* **SHORT PROBLEM**
Please rewrite the records below as a two-column CSV with the headers record_text and answer, one row per record. Cover only everything from the line containing "of the ceiling" down to the line containing "x=170, y=219", both included, and put each text and each answer in a single quoted field with line breaks turned into spaces.

_ _ _ _ _ _ _

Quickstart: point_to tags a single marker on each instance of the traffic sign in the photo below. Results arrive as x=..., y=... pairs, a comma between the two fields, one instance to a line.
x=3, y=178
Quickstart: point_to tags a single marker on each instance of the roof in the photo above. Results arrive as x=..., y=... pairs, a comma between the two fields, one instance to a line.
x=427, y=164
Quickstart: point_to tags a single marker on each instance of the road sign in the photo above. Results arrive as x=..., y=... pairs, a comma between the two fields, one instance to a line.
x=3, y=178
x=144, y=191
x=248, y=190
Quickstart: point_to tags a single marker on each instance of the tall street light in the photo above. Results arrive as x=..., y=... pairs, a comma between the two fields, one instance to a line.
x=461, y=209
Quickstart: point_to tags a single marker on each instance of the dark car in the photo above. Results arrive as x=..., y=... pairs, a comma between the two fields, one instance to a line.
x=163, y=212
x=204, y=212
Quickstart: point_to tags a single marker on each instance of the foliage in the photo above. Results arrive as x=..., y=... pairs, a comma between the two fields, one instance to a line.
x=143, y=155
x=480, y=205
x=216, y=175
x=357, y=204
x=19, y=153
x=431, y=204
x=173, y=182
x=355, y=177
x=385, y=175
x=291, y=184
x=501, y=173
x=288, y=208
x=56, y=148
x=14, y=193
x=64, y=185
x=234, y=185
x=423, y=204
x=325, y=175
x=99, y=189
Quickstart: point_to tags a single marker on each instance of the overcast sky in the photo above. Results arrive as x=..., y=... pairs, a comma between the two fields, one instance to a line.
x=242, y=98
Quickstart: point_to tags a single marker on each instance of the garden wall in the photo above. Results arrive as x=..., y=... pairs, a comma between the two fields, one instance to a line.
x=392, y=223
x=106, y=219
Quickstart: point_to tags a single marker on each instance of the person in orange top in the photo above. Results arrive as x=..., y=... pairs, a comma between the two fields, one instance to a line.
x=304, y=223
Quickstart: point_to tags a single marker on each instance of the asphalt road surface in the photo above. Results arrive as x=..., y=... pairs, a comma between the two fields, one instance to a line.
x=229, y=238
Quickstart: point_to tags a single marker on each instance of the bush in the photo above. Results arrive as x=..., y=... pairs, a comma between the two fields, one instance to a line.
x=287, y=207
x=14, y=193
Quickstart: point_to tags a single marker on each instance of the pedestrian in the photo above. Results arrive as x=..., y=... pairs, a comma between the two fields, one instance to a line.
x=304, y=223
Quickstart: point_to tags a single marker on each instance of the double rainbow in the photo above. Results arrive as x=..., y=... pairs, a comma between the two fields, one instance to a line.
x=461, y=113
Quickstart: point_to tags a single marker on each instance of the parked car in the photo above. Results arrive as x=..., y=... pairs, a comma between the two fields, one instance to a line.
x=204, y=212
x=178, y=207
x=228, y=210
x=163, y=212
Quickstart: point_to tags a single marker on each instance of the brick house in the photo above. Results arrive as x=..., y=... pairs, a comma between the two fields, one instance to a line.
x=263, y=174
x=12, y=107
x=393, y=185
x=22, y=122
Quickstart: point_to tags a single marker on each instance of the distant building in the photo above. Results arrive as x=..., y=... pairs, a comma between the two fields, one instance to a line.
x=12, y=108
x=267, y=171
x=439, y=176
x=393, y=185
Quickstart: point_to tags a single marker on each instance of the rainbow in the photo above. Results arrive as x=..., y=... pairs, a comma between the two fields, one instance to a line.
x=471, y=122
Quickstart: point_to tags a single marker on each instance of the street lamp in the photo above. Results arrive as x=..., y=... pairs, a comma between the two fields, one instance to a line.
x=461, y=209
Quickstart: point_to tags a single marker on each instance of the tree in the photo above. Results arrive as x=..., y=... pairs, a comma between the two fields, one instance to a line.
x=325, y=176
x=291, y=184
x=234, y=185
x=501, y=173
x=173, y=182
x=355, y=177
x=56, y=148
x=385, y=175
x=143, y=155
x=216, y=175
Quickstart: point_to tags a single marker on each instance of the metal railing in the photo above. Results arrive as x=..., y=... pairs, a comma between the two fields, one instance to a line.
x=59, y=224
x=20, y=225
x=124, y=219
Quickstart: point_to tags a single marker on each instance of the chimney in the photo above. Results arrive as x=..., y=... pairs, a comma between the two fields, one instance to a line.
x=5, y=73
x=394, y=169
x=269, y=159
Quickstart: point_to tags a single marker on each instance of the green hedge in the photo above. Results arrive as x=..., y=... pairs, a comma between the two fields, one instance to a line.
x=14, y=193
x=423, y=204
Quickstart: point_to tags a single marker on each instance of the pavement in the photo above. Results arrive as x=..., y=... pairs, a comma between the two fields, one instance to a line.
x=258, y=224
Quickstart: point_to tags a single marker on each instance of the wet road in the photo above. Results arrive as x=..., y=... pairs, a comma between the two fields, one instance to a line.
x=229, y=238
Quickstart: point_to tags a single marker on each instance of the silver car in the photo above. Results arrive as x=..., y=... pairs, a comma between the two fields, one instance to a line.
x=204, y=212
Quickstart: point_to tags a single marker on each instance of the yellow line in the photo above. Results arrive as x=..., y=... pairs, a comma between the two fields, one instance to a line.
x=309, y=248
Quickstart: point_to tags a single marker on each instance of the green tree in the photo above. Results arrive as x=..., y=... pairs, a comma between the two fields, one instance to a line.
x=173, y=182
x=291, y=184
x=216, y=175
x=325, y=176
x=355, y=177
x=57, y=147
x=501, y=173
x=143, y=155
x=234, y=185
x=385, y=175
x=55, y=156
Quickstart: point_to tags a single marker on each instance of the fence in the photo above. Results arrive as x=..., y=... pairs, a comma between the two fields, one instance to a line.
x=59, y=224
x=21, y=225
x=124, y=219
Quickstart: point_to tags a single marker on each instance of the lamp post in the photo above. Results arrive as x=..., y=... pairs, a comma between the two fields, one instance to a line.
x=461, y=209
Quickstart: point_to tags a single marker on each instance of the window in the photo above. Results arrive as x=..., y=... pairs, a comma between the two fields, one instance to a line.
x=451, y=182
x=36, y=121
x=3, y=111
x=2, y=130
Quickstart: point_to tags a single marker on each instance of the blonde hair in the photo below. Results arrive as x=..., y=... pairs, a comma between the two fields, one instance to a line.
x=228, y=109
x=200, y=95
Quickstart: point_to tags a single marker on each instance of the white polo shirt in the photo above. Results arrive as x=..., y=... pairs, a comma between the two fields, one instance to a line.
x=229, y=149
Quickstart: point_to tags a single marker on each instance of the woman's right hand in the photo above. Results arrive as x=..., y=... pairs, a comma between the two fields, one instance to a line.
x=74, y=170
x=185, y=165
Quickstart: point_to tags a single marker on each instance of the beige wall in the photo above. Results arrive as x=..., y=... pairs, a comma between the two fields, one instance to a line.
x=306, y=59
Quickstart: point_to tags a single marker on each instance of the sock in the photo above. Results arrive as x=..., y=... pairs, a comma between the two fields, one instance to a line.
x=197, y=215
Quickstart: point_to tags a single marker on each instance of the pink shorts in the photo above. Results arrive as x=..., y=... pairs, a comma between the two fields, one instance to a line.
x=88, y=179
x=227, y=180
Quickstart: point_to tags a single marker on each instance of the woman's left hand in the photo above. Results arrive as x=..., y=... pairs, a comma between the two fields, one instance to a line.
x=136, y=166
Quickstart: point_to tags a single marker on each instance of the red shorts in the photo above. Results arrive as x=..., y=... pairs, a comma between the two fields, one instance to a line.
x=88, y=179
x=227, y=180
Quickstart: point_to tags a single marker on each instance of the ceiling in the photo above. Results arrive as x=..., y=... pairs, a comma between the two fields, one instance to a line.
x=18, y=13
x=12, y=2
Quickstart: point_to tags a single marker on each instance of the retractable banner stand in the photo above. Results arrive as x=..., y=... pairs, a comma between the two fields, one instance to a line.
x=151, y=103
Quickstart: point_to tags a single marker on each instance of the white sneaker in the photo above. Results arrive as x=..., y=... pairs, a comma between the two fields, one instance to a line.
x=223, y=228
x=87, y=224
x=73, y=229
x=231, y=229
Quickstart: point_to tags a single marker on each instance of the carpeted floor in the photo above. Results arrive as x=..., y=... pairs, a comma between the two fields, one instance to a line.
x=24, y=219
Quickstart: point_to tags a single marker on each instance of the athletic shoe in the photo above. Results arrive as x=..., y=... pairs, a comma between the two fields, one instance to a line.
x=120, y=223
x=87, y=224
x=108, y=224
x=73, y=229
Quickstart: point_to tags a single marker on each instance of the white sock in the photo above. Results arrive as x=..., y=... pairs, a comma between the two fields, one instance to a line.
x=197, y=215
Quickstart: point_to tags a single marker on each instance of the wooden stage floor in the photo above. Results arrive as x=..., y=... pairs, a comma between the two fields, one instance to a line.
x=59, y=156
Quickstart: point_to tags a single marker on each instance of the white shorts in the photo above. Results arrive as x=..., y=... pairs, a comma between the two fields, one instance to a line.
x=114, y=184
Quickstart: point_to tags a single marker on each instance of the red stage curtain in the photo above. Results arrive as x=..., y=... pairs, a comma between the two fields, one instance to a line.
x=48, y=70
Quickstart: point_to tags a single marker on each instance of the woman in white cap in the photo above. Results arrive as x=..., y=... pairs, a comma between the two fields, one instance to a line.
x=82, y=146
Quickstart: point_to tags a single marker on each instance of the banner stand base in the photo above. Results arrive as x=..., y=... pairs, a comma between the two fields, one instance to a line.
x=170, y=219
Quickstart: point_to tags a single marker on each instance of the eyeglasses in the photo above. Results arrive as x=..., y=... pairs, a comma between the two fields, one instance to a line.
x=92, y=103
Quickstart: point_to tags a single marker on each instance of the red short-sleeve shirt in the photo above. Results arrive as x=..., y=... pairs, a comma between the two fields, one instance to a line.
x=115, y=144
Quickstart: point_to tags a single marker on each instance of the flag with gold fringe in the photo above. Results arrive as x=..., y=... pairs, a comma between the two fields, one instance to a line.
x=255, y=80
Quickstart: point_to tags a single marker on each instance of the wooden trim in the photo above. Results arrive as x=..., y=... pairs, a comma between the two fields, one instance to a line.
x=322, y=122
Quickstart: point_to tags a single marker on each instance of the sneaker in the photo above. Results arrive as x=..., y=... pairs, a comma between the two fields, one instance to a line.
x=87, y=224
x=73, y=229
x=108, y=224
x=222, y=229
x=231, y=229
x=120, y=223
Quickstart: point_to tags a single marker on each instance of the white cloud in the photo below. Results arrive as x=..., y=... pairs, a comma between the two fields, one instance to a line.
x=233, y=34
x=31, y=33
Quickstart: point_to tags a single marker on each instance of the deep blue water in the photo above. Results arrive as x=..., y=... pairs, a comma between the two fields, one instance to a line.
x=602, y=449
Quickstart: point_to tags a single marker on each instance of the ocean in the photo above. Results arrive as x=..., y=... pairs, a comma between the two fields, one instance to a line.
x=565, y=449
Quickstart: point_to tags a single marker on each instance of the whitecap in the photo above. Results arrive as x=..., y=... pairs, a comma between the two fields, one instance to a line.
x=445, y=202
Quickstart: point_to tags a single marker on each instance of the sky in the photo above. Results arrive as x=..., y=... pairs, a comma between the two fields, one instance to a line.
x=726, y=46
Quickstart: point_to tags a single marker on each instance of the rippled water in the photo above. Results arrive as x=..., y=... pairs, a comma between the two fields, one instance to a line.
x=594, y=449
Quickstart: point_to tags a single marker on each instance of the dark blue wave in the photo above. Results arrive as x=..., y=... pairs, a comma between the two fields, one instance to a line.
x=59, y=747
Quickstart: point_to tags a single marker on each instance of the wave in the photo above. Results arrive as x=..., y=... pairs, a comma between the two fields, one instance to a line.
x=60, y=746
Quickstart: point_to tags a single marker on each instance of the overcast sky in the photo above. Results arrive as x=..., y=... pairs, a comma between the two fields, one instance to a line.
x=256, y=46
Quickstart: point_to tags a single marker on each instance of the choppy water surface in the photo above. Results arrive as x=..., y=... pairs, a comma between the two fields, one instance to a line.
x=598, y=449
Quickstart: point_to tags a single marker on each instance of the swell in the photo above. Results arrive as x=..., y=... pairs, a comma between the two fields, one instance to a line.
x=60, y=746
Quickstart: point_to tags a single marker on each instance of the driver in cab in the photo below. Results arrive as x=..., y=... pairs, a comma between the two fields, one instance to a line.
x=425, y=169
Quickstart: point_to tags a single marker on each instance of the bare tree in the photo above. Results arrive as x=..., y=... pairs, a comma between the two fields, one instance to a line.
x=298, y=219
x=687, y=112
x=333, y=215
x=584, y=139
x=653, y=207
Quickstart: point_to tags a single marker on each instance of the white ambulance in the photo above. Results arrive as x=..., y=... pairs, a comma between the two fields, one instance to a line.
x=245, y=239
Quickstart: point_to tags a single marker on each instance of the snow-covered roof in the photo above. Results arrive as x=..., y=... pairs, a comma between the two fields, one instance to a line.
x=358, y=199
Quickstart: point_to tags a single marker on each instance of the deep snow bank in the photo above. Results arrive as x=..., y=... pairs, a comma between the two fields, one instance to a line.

_ _ _ _ _ _ _

* **REPLY TO THE TASK**
record_text,answer
"Quickstart: point_to tags a single marker on each instance of the ceiling in the photo above. Results arrive as x=..., y=... pairs, a comma between the two fields, one instance to a line.","x=18, y=13 x=12, y=2"
"Quickstart: point_to tags a single marker on each instance of the retractable banner stand in the photo above. Results arrive as x=..., y=... pairs, a comma between the two fields, one instance to a line.","x=151, y=103"
"Quickstart: point_to tags a single marker on each instance of the white sneaker in the photo above. Results arrive as x=..., y=... pairs, a comma between the two fields, one instance to a line.","x=223, y=228 x=87, y=224 x=73, y=229 x=231, y=229"
"Quickstart: point_to tags a single marker on each instance of the carpeted floor in the photo above. Results arrive as x=..., y=... pairs, a comma between the two fields, one instance to a line.","x=24, y=219"
"Quickstart: point_to tags a single marker on each instance of the athletic shoe in the photo above. Results arrive as x=..., y=... pairs, a comma between the two fields, one instance to a line.","x=120, y=223 x=87, y=224 x=108, y=224 x=73, y=229"
"Quickstart: point_to tags a single marker on each instance of the white sock in the photo above. Results arrive as x=..., y=... pairs, a comma between the two fields, one instance to a line.","x=197, y=215"
"Quickstart: point_to tags a single marker on each instance of the wooden stage floor in the photo above. Results arrive as x=..., y=... pairs, a comma between the two fields, one instance to a line.","x=59, y=156"
"Quickstart: point_to tags a single marker on each instance of the white shorts in the photo above. Results arrive as x=..., y=... pairs, a comma between the two fields, one instance to a line.","x=114, y=184"
"Quickstart: point_to tags a single marker on each instance of the red stage curtain in the photo above. Results arrive as x=..., y=... pairs, a comma between the two fields, one instance to a line.","x=48, y=70"
"Quickstart: point_to tags a single marker on each instance of the woman in white cap in the photo above. Results arrive as x=..., y=... pairs, a comma between the two fields, one instance to a line.","x=82, y=146"
"Quickstart: point_to tags a single marker on each instance of the banner stand base in the photo above. Results arrive as x=..., y=... pairs, a comma between the two fields, one instance to a line.","x=170, y=219"